### WORK TASK
All lines from the one containing "Teacher note: indicate the peeling" through the end of the data below are to be transcribed exactly. Leave out the rest.

[Extracted data entries]
_ _ _ _ _ _ _
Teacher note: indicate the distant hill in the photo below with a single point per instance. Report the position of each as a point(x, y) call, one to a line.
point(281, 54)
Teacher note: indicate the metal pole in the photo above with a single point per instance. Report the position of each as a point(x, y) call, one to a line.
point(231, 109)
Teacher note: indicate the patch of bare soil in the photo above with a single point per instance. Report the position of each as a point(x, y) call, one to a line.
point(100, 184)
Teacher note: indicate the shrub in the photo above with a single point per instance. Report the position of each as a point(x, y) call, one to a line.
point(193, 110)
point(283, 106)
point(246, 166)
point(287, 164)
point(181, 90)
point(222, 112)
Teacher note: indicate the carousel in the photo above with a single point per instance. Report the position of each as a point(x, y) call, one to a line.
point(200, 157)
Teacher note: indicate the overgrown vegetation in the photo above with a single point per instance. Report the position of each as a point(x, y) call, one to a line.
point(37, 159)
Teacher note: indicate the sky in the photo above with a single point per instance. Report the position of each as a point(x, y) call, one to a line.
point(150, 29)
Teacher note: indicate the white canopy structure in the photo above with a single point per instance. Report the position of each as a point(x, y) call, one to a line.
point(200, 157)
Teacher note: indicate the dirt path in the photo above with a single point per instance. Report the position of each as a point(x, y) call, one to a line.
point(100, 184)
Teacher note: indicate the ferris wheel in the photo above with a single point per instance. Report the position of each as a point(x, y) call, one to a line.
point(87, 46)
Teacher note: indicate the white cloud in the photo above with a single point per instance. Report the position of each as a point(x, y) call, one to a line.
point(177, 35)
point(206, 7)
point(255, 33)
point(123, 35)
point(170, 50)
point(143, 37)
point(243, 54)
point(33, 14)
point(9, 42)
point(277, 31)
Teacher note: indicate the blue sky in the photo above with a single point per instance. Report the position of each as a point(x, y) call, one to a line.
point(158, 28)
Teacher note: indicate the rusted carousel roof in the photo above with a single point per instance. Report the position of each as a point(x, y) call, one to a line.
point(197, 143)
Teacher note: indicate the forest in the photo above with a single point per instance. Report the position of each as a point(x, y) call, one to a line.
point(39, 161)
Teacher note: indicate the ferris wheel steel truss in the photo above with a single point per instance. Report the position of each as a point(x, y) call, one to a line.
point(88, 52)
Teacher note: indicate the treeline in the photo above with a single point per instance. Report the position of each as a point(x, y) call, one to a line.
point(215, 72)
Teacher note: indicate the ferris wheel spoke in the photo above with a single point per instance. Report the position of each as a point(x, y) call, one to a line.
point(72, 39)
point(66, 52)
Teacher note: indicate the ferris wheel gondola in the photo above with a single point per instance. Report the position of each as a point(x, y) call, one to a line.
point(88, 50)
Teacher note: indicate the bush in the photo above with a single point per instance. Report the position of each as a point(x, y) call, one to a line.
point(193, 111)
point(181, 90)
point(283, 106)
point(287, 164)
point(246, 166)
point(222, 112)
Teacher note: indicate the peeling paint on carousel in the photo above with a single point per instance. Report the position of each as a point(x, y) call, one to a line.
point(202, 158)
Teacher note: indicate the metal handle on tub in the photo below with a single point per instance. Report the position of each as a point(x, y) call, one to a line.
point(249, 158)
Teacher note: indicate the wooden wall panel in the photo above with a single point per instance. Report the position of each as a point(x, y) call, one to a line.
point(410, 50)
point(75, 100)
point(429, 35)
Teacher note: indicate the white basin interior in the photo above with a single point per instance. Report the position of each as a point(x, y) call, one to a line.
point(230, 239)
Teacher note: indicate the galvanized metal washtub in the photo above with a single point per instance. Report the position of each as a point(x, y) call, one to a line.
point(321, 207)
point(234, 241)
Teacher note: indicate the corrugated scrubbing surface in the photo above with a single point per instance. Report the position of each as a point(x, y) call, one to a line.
_ _ _ _ _ _ _
### WRITTEN RESPONSE
Teacher note: indicate the peeling paint on carousel in the photo above with a single point per instance. Report the position of each as a point(x, y) call, one to a line.
point(202, 158)
Teacher note: indicate the metal handle on tub in the photo below with a single point per instance. Report the position of each as a point(x, y) call, one to a line.
point(249, 158)
Teacher note: indicate the wooden wall panel in the photo above with a single point per instance. Report the position of each as a point(x, y) call, one to a line.
point(410, 50)
point(75, 100)
point(429, 35)
Teacher note: indicate the white basin interior in the photo above with a single point per instance. Report the position of each as a point(x, y) call, one to a line.
point(230, 239)
Teacher note: indicate the galvanized metal washtub in the photo above with a single point per instance. Report the position of each as a point(x, y) call, one to a line.
point(321, 207)
point(234, 241)
Teacher note: indicate the corrugated scrubbing surface in the photo above with a single point per instance. Report the position of each as a point(x, y) call, one to a line.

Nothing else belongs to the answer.